Exercise details:
Output all of the data verbatim.
|---|
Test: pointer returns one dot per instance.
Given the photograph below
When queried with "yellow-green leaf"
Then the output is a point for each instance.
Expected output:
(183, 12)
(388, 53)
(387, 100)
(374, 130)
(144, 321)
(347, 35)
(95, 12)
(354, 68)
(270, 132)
|---|
Task result:
Test: pointer returns one dot per instance.
Given the photograph below
When queried with "yellow-green leaf"
Then the output is a point for each instance.
Expected output:
(183, 12)
(388, 53)
(387, 100)
(374, 130)
(144, 321)
(347, 35)
(95, 12)
(354, 68)
(270, 132)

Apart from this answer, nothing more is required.